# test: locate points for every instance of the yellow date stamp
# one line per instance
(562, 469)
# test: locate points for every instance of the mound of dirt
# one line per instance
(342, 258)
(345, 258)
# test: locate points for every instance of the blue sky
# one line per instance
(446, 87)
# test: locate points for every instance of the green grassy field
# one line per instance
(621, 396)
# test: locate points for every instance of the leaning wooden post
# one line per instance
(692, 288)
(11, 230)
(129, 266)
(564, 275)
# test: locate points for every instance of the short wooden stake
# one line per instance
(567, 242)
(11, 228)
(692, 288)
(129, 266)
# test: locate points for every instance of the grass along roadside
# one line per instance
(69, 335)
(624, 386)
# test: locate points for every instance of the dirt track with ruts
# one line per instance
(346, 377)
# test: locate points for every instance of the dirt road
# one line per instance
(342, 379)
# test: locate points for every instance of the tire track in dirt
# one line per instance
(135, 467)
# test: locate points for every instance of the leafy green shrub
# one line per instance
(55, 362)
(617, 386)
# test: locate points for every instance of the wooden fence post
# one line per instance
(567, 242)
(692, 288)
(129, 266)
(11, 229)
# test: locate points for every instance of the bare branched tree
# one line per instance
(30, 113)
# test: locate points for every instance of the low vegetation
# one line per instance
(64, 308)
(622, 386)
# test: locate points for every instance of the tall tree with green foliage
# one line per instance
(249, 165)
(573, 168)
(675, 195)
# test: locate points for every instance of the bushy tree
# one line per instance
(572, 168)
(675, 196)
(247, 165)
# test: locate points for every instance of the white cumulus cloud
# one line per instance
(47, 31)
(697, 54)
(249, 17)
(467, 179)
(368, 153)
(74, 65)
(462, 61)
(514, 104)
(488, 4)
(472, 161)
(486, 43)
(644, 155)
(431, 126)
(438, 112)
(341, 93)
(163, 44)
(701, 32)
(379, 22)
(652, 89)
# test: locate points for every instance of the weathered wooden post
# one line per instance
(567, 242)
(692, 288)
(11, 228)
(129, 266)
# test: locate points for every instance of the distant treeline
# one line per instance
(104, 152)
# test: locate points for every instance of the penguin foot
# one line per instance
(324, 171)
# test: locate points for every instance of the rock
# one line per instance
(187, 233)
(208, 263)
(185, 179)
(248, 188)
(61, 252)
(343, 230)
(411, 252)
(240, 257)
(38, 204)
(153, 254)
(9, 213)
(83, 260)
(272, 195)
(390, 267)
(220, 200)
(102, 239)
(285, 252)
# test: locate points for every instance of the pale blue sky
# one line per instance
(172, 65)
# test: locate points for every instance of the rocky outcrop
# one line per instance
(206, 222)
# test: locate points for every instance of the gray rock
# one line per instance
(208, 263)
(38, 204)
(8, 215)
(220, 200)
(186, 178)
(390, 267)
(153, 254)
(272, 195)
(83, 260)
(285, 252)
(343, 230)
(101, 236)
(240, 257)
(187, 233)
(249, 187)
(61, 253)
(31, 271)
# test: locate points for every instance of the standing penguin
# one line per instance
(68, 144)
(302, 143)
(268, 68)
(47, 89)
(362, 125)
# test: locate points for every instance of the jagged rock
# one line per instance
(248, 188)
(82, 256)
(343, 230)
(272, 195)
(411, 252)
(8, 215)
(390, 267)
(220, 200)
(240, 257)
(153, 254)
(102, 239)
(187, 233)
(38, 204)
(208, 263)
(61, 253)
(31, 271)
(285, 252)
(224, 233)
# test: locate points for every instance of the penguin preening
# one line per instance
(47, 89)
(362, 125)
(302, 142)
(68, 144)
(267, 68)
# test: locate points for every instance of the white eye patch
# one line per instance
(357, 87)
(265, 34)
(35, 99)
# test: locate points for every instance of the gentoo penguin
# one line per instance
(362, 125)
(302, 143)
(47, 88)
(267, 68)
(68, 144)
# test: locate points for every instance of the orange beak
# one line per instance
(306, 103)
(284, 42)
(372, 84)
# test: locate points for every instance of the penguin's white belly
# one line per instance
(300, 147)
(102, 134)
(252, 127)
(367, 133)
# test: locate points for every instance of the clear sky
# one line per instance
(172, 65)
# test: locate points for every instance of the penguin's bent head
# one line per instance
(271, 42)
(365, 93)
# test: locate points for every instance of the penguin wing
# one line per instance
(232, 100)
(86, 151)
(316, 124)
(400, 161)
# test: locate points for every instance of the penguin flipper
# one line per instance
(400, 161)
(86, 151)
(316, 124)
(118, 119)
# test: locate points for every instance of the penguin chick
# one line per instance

■ ■ ■ ■

Put every line of the data above into a JSON list of strings, one string per line, and leave out any blank lines.

-- ANSWER TO THE TASK --
[
  "# test: locate points for every instance of the yellow date stamp",
  "# one line per instance",
  "(562, 469)",
  "# test: locate points for every instance of the mound of dirt",
  "# one line per instance",
  "(342, 258)",
  "(345, 258)",
  "# test: locate points for every instance of the blue sky",
  "# one line per instance",
  "(446, 87)",
  "# test: locate points for every instance of the green grassy field",
  "# one line per instance",
  "(621, 396)",
  "# test: locate points for every instance of the leaning wooden post",
  "# one line per instance",
  "(692, 288)",
  "(11, 230)",
  "(129, 266)",
  "(564, 275)",
  "# test: locate points for every instance of the short wooden stake",
  "# one line per instance",
  "(567, 242)",
  "(11, 228)",
  "(692, 288)",
  "(129, 266)",
  "# test: locate points for every instance of the grass along roadside",
  "# one line per instance",
  "(69, 335)",
  "(624, 386)",
  "# test: locate points for every instance of the dirt track with ruts",
  "# one line per instance",
  "(346, 377)",
  "# test: locate points for every instance of the dirt road",
  "# one line per instance",
  "(342, 379)",
  "# test: locate points for every instance of the tire track in dirt",
  "# one line per instance",
  "(135, 467)",
  "# test: locate points for every instance of the leafy green shrub",
  "# one line per instance",
  "(55, 362)",
  "(617, 386)",
  "# test: locate points for every instance of the wooden fence post",
  "# one line per instance",
  "(567, 242)",
  "(692, 288)",
  "(129, 266)",
  "(11, 229)",
  "# test: locate points for every instance of the bare branched tree",
  "# one line per instance",
  "(30, 113)",
  "# test: locate points for every instance of the low vegetation",
  "# one line per instance",
  "(64, 308)",
  "(622, 386)",
  "# test: locate points for every instance of the tall tree with green foliage",
  "# one line per instance",
  "(249, 165)",
  "(573, 168)",
  "(675, 195)",
  "# test: locate points for every instance of the bushy tree",
  "# one line per instance",
  "(572, 168)",
  "(675, 196)",
  "(247, 165)",
  "# test: locate points for every instance of the white cumulus cloud",
  "# one line per instance",
  "(47, 31)",
  "(697, 54)",
  "(249, 17)",
  "(467, 179)",
  "(368, 153)",
  "(74, 65)",
  "(462, 61)",
  "(514, 104)",
  "(488, 4)",
  "(472, 161)",
  "(486, 43)",
  "(644, 155)",
  "(431, 126)",
  "(438, 112)",
  "(341, 93)",
  "(163, 44)",
  "(701, 32)",
  "(379, 22)",
  "(652, 89)",
  "# test: locate points for every instance of the weathered wooden post",
  "# one line per instance",
  "(567, 242)",
  "(692, 288)",
  "(11, 228)",
  "(129, 266)",
  "# test: locate points for every instance of the distant treeline",
  "# one line per instance",
  "(104, 152)",
  "# test: locate points for every instance of the penguin foot",
  "# one line per instance",
  "(324, 171)",
  "# test: locate points for every instance of the rock",
  "# one line per instance",
  "(187, 233)",
  "(208, 263)",
  "(185, 179)",
  "(248, 188)",
  "(61, 252)",
  "(343, 230)",
  "(411, 252)",
  "(240, 257)",
  "(38, 204)",
  "(153, 254)",
  "(9, 213)",
  "(83, 260)",
  "(272, 195)",
  "(390, 267)",
  "(220, 200)",
  "(102, 239)",
  "(285, 252)",
  "# test: locate points for every instance of the pale blue sky",
  "# one line per instance",
  "(172, 65)",
  "# test: locate points for every instance of the rocky outcrop",
  "# one line per instance",
  "(206, 222)",
  "# test: locate points for every instance of the gray rock",
  "# one line per instance",
  "(208, 263)",
  "(38, 204)",
  "(8, 215)",
  "(220, 200)",
  "(186, 178)",
  "(390, 267)",
  "(153, 254)",
  "(272, 195)",
  "(83, 260)",
  "(285, 252)",
  "(343, 230)",
  "(101, 236)",
  "(240, 257)",
  "(187, 233)",
  "(249, 187)",
  "(61, 253)",
  "(31, 271)",
  "# test: locate points for every instance of the standing penguin",
  "# one line per instance",
  "(68, 144)",
  "(302, 143)",
  "(268, 68)",
  "(47, 89)",
  "(362, 125)",
  "# test: locate points for every instance of the jagged rock",
  "# one line per instance",
  "(248, 188)",
  "(82, 256)",
  "(343, 230)",
  "(272, 195)",
  "(411, 252)",
  "(8, 215)",
  "(390, 267)",
  "(220, 200)",
  "(240, 257)",
  "(153, 254)",
  "(102, 239)",
  "(187, 233)",
  "(38, 204)",
  "(208, 263)",
  "(61, 253)",
  "(31, 271)",
  "(285, 252)",
  "(224, 233)",
  "# test: locate points for every instance of the penguin preening",
  "# one line per instance",
  "(47, 89)",
  "(362, 125)",
  "(302, 142)",
  "(68, 144)",
  "(267, 68)",
  "# test: locate points for every instance of the white eye patch",
  "# one line per instance",
  "(357, 87)",
  "(265, 34)",
  "(35, 99)",
  "# test: locate points for every instance of the gentoo penguin",
  "# one line per instance",
  "(362, 125)",
  "(302, 143)",
  "(47, 88)",
  "(267, 68)",
  "(68, 144)",
  "# test: locate points for every instance of the orange beak",
  "# one line per instance",
  "(306, 103)",
  "(284, 42)",
  "(372, 84)",
  "# test: locate points for every instance of the penguin's white belly",
  "# one line per instance",
  "(300, 147)",
  "(102, 134)",
  "(252, 127)",
  "(367, 133)",
  "# test: locate points for every instance of the clear sky",
  "# one line per instance",
  "(172, 65)",
  "# test: locate points for every instance of the penguin's bent head",
  "# one line per instance",
  "(271, 42)",
  "(365, 93)",
  "# test: locate points for every instance of the penguin wing",
  "# one line per instance",
  "(232, 100)",
  "(86, 151)",
  "(316, 124)",
  "(400, 161)",
  "# test: locate points for every instance of the penguin flipper",
  "# one line per instance",
  "(400, 161)",
  "(86, 151)",
  "(316, 124)",
  "(118, 119)",
  "# test: locate points for every instance of the penguin chick",
  "# one line per instance"
]